Tytuł: Odp: Taktyka nęcenia leszczy w rzece
Wiadomość wysłana przez: Michał Mikuła w 26.08.2016, 12:46
Witaj!

Żaden ze mnie rzeczny wędkarz ale na coś Ci mogę odpowiedzieć ;)

Do pelletu 8-10 mm rozmiar 10 będzie ok, możesz również spróbować z 12. Zapewne wiesz ale dla pewności napiszę, że najlepiej jak kolanko haczyka nie wystaje poza obrys przynęty.
Moje włosy są tak długie żeby po założeniu przynęty ta miała lekki luz od haczyka. Na oko 2-3 mm. Z racji, że sam je wiąże czasem są dłuższe ale myślę, że nie ma sensu robić za długich bo leszcz ma jednak mniejszy pysk.
Myślałeś żeby spróbować nęcić koszykiem z pelletem zamkniętym zanętą? Da Ci to oszczędność w PVA, które jest dość drogie.
Tytuł: Odp: Taktyka nęcenia leszczy w rzece
Wiadomość wysłana przez: Arunio w 26.08.2016, 12:54
Myślałeś żeby spróbować nęcić koszykiem z pelletem zamkniętym zanętą? Da Ci to oszczędność w PVA, które jest dość drogie.
:beer:  Dobrze napisane.
Tytuł: Odp: Taktyka nęcenia leszczy w rzece
Wiadomość wysłana przez: Jędrekk w 26.08.2016, 13:04
Dzięki za szybką odpowiedź. Tak, myślałem o tym i próbowałem tak robić. Czasem jednak zdarzało się tak że pellet wsypany do kosza i uklepany zanętą nie uwalniał się z kosza tak jak powinien. Klinował się w koszyku i wracał na brzeg. Jak uklepywałem go delikatniej to miałem wrażenie że wypadnie nim dotrze na dno a to jednak głęboka woda. Pomyślałem że PVA na 100g podstawce da mi 100% pewność że towar dotrze dokładnie tam gdzie chce i jest szansa że się tam utrzyma przez jakiś czas. Jak najbardziej jednak zgadzam się z opinią że nie jest to tani sposób...
Tytuł: Odp: Taktyka nęcenia leszczy w rzece
Wiadomość wysłana przez: Arunio w 26.08.2016, 13:07
Dobrze piszesz. PVA zapewne lepiej uwolni Pellet.
W koszyku to kwestia wyczucia. Pellet wstępnie namaczam. Później puchnąc w wodzie, wypycha zanętę i się uwalnia. Ale klinowanie nie jest rzadkie, z ziarnami jest podobnie. To kwestia właśnie ubicia koszyka.
Tytuł: Odp: Taktyka nęcenia leszczy w rzece
Wiadomość wysłana przez: Mosteque w 26.08.2016, 13:08
Najgrubsze pva dostępne, duża kielbacha i nie trzeba będzie 10 razy rzucać. Zobacz miksy do nęcenia aller aqua. Tanio wychodzi. Pellet od 2 do 18 mm. Tego wielkiego można sobie wyjąć i młotkiem potraktować.

- **Dostarczone rekordy**
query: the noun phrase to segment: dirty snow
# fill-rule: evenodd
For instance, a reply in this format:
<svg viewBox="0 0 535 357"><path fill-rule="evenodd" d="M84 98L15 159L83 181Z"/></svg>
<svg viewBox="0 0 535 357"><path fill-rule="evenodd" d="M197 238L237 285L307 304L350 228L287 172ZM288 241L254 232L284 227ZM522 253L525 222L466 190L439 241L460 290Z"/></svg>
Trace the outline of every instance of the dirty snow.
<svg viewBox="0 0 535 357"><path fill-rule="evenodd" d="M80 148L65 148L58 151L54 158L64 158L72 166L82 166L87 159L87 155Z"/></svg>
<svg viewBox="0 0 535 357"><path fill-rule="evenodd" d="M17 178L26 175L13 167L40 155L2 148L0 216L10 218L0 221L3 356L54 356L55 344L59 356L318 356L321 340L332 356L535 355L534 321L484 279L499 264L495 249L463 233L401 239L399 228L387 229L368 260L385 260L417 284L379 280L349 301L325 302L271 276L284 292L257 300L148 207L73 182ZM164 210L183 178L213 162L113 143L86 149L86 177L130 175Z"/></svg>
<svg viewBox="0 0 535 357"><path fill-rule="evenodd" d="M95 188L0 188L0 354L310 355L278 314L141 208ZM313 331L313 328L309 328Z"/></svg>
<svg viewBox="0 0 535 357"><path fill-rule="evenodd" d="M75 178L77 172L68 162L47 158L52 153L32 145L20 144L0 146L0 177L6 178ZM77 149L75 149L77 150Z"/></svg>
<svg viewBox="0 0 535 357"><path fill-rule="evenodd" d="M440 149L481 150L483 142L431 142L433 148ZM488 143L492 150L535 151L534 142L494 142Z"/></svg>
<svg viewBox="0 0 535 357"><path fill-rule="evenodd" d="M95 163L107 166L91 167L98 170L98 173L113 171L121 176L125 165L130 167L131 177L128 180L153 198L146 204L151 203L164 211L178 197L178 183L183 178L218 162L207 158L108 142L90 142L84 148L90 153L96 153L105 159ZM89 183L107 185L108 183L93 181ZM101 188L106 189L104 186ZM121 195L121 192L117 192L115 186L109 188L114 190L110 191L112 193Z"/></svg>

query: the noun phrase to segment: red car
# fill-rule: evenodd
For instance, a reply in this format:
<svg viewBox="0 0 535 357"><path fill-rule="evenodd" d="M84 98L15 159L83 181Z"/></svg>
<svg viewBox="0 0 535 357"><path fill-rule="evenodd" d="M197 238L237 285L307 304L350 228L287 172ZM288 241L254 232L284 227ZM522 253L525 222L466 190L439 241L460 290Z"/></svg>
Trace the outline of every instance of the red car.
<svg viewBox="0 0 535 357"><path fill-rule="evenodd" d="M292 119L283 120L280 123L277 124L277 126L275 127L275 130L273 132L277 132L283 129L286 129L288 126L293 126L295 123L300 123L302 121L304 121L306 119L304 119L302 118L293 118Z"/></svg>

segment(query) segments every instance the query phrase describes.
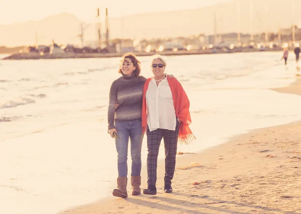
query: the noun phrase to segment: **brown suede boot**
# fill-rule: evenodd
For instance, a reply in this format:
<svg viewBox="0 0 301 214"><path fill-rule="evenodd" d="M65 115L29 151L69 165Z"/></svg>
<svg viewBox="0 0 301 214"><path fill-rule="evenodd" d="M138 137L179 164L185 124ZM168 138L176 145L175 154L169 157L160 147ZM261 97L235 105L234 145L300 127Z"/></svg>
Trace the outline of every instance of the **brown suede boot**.
<svg viewBox="0 0 301 214"><path fill-rule="evenodd" d="M117 188L113 190L113 196L116 197L126 198L127 192L126 192L126 184L127 184L127 178L119 177L117 178Z"/></svg>
<svg viewBox="0 0 301 214"><path fill-rule="evenodd" d="M131 178L131 183L133 190L132 194L137 196L141 194L141 176L132 176Z"/></svg>

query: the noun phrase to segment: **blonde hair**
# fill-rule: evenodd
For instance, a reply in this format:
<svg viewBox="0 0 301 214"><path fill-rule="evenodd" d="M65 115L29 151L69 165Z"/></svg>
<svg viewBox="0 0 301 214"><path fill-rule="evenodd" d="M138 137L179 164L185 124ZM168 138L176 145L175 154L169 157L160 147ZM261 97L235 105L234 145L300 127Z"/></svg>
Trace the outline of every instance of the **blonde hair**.
<svg viewBox="0 0 301 214"><path fill-rule="evenodd" d="M163 62L163 64L164 64L164 66L166 66L166 61L165 60L164 60L164 58L163 58L163 56L162 56L161 55L159 54L153 55L152 56L152 58L153 58L153 60L152 60L152 62L150 63L150 66L152 66L152 64L153 64L153 62L154 62L154 60L155 60L159 58L161 61L162 61L162 62Z"/></svg>

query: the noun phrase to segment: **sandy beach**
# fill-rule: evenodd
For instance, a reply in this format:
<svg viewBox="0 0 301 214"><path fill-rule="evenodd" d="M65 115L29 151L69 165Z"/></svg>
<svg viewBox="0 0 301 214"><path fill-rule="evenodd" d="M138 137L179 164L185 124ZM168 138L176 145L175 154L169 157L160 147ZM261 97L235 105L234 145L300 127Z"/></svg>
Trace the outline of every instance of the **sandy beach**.
<svg viewBox="0 0 301 214"><path fill-rule="evenodd" d="M272 90L301 95L301 80ZM156 196L108 196L60 214L301 213L300 129L301 122L260 128L199 154L179 154L172 194L164 192L160 160ZM144 188L146 166L141 176Z"/></svg>

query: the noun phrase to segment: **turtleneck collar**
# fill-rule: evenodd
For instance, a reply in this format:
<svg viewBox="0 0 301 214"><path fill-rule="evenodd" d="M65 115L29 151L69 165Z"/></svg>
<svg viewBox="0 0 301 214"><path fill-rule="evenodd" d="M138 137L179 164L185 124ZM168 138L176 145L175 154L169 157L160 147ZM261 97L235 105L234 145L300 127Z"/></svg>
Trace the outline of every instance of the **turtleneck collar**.
<svg viewBox="0 0 301 214"><path fill-rule="evenodd" d="M136 78L134 72L132 72L130 76L126 76L122 73L121 73L121 75L122 76L120 78L123 81L131 81Z"/></svg>

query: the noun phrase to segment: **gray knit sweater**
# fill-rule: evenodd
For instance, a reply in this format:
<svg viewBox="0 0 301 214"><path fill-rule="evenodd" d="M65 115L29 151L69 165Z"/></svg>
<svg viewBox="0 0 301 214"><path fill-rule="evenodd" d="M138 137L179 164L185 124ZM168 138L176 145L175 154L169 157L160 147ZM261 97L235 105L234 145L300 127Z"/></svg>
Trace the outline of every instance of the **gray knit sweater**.
<svg viewBox="0 0 301 214"><path fill-rule="evenodd" d="M141 120L143 86L146 80L142 76L122 76L113 82L108 108L109 130L115 128L114 121Z"/></svg>

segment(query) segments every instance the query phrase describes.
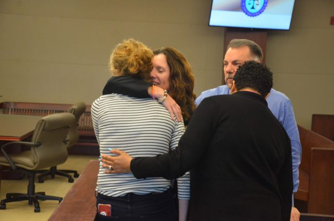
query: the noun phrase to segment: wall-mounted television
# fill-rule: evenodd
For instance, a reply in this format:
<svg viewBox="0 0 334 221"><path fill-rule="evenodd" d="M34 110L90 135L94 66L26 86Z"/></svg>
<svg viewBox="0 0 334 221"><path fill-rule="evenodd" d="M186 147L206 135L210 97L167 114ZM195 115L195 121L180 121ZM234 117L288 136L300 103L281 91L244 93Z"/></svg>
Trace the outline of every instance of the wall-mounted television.
<svg viewBox="0 0 334 221"><path fill-rule="evenodd" d="M209 25L289 30L294 0L212 0Z"/></svg>

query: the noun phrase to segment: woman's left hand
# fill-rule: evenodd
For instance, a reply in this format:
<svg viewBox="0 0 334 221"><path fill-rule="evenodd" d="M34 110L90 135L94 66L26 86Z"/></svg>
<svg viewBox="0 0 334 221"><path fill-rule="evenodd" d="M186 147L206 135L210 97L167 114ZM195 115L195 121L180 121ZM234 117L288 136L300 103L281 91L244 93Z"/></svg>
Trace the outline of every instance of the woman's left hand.
<svg viewBox="0 0 334 221"><path fill-rule="evenodd" d="M130 163L133 158L126 153L115 149L110 152L118 156L108 156L102 155L101 157L102 166L106 169L105 173L131 173Z"/></svg>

- **Treść zadania**
Odtwórz dosłownie fragment wątku o nęceniu leszczy w rzece, od słów „Żaden ze mnie” aż do słów „poza obrys przynęty.” włącznie.

- **Rozwiązanie zadania**
Żaden ze mnie rzeczny wędkarz ale na coś Ci mogę odpowiedzieć ;)

Do pelletu 8-10 mm rozmiar 10 będzie ok, możesz również spróbować z 12. Zapewne wiesz ale dla pewności napiszę, że najlepiej jak kolanko haczyka nie wystaje poza obrys przynęty.